山と道の香港行2024

(後編)morimoriでのポップアップレポート

香港のトレイルやハイカーと出会ったmorimoriポップアップツアー報告
構成/文:三田正明 李生美
写真:三田正明 シュウ・フォン 六
2024.09.18
山と道の香港行2024

(後編)morimoriでのポップアップレポート

香港のトレイルやハイカーと出会ったmorimoriポップアップツアー報告
構成/文:三田正明 李生美
写真:三田正明 シュウ・フォン 六
2024.09.18

去る6月、山と道は5年ぶりとなる香港でのポップアップショップとイベントを、ULハイキングギアのセレクトショップmorimoriで行いました。

イベントだけでなく、香港の山もハイキングできた今回の香港行。現地のハイカーとも交流し、非常に有意義だった旅の顛末を、参加メンバーの座談会で振り返ります。

後編となる今回は、いよいよ本題となるmorimoriでのポップアップの模様をレポート。さらにmorimoriオーナーのドナルドへのインタビューで、香港のハイキングシーンの「今」に迫っていきます。

【前編を読む】

香港で5年ぶりのポップアップが幕開け

三田 今回のポップアップではmorimoriの商品を全部山と道製品に入れ替えてくれて行ったんだよね。予約制だったから混乱は起こらなかったけど、常にお客さんが来て熱心に見てくれて。熱気を感じましたね。

開店前に輪になって気合いを入れる山と道とmorimoriのスタッフ一同。

開店と同時にお客様がなだれ込む。

夏目 この日からコーくんも台湾から来てくれたね。

三田 山と道でイラストやデザインをしてくれてるコーくん(KOH BODY)と、JKの奥さんで台湾人のペイペイが通訳として参加してくれました。日本人と台湾人と香港人がチームでやってる感じがまた面白かった。

JK すごく良かったですね。

三田 コーくんなんかもすっかりスタッフのように接客してくれてたもんね。

ジョージ ペイペイも僕の通訳をしてくれてたんですけど、だんだん話を覚えて全部処理してくれて、僕が横に立ってるだけの時もあった(笑)。僕は英語が全く喋れなくて、それが京都店でもストレスだったんですけど、ポップアップを通して喋る勇気みたいなのが出ました。これまで自分から一歩踏み出すことができてなかったんですけど、京都に帰ってきてからも外国人のお客様に積極的に声をかけられるようになりました。

長年山と道のアートワークやグラフィックデザインを手がけてくれている台湾人のKOH BODYさんも通訳として参加。

JKのパートナーで台湾人のペイペイさんも通訳として参加。

三田 接客しててどうだった?

ジョージ やっぱり皆さん熱心で、スタッフの話をすごく聞いてくれるんですけど、じゃあすぐにお買い上げするかというとそういうわけじゃなくて。しっかりと見定める力を持ってるなと感じました。

__設問一覧__
• A. 次の(i)〜(iii)は香港ポップアップの記事の内容と一致していますか。それぞれ「はい」か「いいえ」で答え、判断の決め手となる本文の言葉を引用してください。(i) 山と道が香港でポップアップを行うのは5年ぶりだった。(ii) ポップアップは予約制ではなく、店内で混乱が起きた。(iii) ジョージは英語を流暢に話せた。
• B. 香港ポップアップの記事の続きを、ジョージの最後の発言の次から書き進めてもらえますか。

__ポインティングデータセットの行__
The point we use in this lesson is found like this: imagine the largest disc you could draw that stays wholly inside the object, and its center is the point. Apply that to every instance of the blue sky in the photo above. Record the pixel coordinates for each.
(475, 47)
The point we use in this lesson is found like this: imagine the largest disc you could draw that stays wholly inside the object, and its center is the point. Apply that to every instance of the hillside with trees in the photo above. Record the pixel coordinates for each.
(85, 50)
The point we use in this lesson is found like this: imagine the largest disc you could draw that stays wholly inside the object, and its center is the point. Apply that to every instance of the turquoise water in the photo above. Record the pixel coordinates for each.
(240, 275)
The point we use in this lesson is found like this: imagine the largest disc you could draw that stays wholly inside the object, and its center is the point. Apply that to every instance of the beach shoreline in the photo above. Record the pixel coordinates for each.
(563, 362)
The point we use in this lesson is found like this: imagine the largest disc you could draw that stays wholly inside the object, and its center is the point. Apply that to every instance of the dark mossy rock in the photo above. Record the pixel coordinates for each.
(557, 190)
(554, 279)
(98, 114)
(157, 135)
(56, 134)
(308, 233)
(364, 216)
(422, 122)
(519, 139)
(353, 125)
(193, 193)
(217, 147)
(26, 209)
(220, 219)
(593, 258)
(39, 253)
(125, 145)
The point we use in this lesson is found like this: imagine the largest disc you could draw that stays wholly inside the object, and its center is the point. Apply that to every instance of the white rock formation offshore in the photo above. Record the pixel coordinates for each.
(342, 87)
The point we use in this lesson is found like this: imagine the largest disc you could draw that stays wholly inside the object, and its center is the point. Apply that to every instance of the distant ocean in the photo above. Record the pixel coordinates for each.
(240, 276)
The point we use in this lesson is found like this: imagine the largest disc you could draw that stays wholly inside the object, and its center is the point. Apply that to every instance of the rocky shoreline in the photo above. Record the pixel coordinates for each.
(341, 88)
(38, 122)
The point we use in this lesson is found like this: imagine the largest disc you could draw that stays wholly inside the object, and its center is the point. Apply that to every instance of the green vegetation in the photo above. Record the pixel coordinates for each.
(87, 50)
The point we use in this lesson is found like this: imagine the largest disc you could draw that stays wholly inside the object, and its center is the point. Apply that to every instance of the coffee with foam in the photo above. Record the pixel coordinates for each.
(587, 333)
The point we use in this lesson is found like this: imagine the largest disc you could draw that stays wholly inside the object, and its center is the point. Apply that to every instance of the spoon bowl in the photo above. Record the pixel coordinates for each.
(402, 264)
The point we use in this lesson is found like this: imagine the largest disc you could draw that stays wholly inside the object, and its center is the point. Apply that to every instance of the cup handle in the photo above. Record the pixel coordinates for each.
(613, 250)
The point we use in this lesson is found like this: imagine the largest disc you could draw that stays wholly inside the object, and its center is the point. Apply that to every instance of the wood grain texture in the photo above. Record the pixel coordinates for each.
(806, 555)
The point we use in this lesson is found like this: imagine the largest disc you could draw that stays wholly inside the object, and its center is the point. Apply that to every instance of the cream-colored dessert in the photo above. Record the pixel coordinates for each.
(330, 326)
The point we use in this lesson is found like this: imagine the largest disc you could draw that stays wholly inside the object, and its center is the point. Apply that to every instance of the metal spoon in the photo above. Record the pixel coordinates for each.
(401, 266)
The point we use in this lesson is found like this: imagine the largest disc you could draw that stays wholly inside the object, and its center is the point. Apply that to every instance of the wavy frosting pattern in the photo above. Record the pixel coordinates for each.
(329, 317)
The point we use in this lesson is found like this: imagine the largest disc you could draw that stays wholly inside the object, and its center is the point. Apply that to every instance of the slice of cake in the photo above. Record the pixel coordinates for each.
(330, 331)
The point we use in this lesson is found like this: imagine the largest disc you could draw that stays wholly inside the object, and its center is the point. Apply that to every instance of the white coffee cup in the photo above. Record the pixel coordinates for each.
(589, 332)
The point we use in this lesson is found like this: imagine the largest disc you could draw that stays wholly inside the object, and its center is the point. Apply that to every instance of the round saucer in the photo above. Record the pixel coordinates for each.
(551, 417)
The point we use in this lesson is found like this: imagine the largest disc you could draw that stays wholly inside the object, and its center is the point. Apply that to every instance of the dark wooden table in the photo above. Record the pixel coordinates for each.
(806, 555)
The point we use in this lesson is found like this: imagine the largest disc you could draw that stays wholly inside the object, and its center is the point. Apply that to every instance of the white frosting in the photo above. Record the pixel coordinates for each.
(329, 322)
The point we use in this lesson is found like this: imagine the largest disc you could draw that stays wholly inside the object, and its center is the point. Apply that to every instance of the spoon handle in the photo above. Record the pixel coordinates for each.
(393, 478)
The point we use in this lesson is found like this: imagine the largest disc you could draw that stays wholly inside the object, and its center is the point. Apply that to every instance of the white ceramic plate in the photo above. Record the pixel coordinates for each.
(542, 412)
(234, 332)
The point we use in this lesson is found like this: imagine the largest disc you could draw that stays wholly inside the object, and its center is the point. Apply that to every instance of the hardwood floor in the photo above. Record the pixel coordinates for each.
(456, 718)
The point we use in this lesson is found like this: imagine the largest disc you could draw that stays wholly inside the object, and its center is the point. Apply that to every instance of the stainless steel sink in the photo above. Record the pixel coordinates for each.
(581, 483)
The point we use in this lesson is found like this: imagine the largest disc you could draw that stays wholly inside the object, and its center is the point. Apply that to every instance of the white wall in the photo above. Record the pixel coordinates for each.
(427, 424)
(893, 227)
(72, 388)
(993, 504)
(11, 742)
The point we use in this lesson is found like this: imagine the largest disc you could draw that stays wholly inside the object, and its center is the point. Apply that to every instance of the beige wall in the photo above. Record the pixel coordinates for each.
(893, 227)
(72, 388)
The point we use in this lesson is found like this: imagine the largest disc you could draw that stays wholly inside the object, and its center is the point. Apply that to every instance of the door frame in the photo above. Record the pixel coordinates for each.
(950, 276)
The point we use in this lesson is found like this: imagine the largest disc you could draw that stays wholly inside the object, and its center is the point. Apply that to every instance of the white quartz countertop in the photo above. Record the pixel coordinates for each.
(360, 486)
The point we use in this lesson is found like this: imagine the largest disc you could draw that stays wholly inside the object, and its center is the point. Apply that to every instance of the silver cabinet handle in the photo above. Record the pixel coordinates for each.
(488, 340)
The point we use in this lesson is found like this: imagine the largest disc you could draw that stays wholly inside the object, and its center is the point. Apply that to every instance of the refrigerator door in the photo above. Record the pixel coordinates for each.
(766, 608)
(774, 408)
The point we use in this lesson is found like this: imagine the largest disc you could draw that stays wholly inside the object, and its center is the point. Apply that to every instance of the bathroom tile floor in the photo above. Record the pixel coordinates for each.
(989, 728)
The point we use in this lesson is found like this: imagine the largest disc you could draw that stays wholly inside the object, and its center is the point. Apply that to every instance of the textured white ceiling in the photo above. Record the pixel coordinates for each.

__解答例__
• A.
(i) はい。「5年ぶりとなる香港でのポップアップショップとイベント」
(ii) いいえ。「予約制だったから混乱は起こらなかった」
(iii) いいえ。「僕は英語が全く喋れなくて」

• B.
夏目 みんなちゃんと動いて接客してくれてたから自分はやることがなくて、ポップアップ中はひとりで抜け出してハイキングに行ったりしてた(笑)。Uberで5分くらい行ったところにトレイルヘッドがあって。香港はすぐにハイキングできる場所があるのも本当にいいよね。

キム 僕は香港のお客様たちと山の話をしたときに、日本に来てる方が多いのがすごく印象的でしたね。夏は北アルプスに登ったり、冬は雪山に登ったり、年に3〜4回は日本に来てるって方が多かったです。

三田 みんなこちらの想像以上に日本に来ていて日本の山も登ってるし、日本の文化についても詳しいんだよね。お客さんと話していて印象的だったのが、日本は山も海も街もあって、南北に長いから雪も降って、「なんだってあるじゃないか」って言われたこと。ずっと日本は狭くて小さいと思っていたけど、香港からはそう見えるんだなって。香港は狭いから旅行するとなると海外が多いらしくて、なかでも日本がすごく人気みたいだね。

「手拭いの使い方講座」など、ポップアップ中には突発的なミニイベントも行った。

5-Pocket Shortsを含めてサンダルから髪色までピンクで決めたお洒落なお客様。アメリカのJMTも歩いたことがあるそう。

そしてポップアップ初日の打ち上げ。香港では毎日ドナルドにおいしいごはん屋さんに連れて行ってもらった。

熱気に包まれたトークイベント

キム そしてポップアップの2日目はトークイベントを行いました。

三田 夏目さんの山と道の自己紹介的なプレゼンと、自分の日本のULやガレージメーカーの歴史についてのトーク、他にもキム、JK、ジョージでざっくばらんなトークをしましたね。

トークイベントにもたくさんの人が詰めかけてくれた。

夏目 僕は山と道の道具に対する考え方や、根底に流れているウルトラライトハイキングについて、「山と道ってこういうことだよ」と伝える内容にしました。

三田 手応えはどうでしたか?

夏目 みんな熱心に聞いてくれてる感じがすごくしたね。

JK 熱心でしたよねみんな。

キム オンラインでも200名ぐらいの方が見てくれていました。

まずは夏目が山と道の自己紹介プレゼン。コーさんが同時通訳してくれた。

プレゼンの内容はJOUNALSの記事としても公開。「山と道の道具の考え方、その根底にあるウルトラライトハイキング

夏目 あと嬉しかったのは5年前に香港でやったカザマナオミ君の『Big O』のライブシルクで刷った服を着て駆けつけてくれたお客さんも多かったこと。

三田 そうですね。5年前に会った人たちに今回もいっぱいまた会えて。それもすごい嬉しかったですね。

JK ずっと僕たちの活動を見てくれてたんだっていう嬉しさがありましたね。

三田 5年前よりもULハイキングの文化が広がって、根付いている印象を受けたよね。

夏目 それは僕も感じた。5年前も同じようにプレゼンテーションをした時はちゃんと伝わってるのかなという不安が多かったけど、今回はちゃんと受け止めてもらえてる手応えがありました。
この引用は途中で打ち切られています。